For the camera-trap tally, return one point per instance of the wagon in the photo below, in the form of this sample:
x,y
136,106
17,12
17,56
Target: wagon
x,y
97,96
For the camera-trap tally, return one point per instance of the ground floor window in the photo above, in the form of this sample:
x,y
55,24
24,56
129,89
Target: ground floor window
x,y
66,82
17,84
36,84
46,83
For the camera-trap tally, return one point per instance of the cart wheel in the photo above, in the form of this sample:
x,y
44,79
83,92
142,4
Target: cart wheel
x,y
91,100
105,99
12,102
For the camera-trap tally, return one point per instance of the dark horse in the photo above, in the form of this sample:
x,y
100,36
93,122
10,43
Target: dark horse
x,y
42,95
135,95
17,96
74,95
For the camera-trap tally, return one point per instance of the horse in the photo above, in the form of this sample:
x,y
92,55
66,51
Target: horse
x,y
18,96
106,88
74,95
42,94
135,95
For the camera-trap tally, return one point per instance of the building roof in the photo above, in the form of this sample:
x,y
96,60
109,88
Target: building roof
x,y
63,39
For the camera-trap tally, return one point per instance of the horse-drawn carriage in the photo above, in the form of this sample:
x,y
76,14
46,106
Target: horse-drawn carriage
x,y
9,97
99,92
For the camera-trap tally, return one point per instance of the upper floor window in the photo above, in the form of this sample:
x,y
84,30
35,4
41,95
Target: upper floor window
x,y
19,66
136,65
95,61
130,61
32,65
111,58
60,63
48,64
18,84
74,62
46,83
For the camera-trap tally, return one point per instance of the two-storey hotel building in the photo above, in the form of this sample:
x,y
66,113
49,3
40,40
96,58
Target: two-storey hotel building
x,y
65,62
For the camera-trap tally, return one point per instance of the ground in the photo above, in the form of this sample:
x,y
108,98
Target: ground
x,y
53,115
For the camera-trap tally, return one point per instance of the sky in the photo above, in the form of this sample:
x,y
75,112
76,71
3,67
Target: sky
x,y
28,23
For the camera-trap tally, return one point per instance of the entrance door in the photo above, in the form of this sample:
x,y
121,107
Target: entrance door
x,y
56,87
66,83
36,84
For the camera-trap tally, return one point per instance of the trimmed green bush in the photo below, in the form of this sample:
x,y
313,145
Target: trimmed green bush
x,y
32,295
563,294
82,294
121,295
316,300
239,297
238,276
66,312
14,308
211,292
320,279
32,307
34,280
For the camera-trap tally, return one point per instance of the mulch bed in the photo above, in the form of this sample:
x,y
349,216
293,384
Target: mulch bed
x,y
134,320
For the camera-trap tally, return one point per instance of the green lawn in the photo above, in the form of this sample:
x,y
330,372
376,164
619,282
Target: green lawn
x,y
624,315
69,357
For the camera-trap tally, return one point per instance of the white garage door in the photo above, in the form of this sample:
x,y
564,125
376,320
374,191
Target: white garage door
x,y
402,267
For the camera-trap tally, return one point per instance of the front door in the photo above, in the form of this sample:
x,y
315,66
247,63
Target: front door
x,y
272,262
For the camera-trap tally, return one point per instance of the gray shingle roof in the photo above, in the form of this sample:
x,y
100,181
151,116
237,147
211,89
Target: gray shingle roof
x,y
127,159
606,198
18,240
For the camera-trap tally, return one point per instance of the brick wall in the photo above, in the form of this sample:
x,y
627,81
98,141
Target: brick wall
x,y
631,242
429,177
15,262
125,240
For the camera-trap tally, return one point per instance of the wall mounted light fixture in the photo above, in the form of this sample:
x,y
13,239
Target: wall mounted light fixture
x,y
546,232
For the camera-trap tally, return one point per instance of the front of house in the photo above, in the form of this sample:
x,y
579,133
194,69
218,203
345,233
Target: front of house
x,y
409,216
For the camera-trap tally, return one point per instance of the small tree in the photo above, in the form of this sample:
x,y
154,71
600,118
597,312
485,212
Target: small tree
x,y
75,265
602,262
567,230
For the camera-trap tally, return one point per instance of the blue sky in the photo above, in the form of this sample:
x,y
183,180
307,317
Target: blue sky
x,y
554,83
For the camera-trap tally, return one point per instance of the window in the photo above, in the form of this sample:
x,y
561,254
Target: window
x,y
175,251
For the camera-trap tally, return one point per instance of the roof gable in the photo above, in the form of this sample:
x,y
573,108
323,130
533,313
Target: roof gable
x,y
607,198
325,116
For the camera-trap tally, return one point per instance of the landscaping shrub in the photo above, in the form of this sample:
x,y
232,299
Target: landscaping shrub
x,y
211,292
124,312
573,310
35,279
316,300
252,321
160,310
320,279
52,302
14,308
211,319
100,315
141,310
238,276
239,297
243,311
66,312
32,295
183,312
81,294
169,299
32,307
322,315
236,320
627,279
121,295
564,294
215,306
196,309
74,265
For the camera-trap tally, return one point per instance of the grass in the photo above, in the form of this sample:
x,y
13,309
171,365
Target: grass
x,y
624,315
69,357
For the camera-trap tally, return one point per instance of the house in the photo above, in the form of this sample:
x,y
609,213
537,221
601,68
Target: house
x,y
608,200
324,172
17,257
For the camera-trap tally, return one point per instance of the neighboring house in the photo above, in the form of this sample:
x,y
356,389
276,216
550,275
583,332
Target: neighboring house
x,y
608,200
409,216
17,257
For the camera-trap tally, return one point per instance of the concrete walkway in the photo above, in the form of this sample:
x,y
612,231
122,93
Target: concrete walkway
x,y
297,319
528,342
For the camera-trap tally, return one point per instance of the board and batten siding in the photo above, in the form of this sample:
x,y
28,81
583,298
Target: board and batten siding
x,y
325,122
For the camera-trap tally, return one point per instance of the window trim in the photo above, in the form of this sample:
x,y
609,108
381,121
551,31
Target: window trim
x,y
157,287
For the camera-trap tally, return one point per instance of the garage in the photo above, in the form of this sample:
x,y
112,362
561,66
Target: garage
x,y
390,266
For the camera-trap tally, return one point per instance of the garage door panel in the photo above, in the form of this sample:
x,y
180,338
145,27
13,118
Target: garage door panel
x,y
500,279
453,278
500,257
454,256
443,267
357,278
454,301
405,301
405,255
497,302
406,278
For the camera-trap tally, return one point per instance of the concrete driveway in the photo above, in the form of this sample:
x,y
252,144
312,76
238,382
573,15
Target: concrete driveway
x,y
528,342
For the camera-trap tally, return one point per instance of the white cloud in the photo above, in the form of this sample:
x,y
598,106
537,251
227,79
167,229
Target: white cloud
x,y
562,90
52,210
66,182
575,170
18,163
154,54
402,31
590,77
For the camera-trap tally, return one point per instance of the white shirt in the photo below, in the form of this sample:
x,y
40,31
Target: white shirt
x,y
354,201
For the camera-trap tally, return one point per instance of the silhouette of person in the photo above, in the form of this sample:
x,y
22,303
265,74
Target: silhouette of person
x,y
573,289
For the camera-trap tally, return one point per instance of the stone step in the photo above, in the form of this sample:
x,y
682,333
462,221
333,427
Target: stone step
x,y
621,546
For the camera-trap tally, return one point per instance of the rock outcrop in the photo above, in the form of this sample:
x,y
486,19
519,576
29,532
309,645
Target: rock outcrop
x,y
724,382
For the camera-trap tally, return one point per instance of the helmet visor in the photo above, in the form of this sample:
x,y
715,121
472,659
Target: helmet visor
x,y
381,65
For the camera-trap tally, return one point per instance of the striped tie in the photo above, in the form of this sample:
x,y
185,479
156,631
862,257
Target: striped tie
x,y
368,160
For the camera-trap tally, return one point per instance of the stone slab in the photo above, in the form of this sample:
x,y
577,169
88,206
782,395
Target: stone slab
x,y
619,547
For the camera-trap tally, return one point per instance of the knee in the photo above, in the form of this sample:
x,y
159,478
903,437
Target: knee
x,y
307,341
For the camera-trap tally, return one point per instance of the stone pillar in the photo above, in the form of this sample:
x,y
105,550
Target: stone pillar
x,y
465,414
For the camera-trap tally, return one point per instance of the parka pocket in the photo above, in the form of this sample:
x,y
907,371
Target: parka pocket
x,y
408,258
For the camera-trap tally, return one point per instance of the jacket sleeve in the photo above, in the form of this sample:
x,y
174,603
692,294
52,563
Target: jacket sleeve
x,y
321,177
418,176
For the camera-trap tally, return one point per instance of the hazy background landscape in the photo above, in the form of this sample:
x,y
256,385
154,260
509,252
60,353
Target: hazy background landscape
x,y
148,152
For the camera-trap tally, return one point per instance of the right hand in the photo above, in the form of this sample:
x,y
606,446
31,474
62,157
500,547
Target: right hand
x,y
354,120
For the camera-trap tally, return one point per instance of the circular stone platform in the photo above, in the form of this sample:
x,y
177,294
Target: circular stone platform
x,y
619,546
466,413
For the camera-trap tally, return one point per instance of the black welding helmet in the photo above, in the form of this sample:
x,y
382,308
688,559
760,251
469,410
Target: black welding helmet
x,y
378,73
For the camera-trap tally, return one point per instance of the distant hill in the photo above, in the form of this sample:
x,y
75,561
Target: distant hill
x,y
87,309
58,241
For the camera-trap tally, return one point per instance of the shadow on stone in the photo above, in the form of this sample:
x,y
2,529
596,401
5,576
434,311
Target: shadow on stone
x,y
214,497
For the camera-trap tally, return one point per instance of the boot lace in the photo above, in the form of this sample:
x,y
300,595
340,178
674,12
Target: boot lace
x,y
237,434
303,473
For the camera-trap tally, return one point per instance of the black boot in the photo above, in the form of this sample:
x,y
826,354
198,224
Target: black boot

════

**ABOUT THIS TASK**
Check each line of the listing above. Copy it if it holds the string "below".

**RESPONSE AREA**
For the camera-trap tally, return one point per instance of the wagon in the photo below, in the form of this sample:
For the camera-trap tally, return one point per instance of the trimmed green bush in the photo below, in the form of this sample:
For the camera-trap tally, return one point per instance of the white shirt in the photo below, in the form of this sample:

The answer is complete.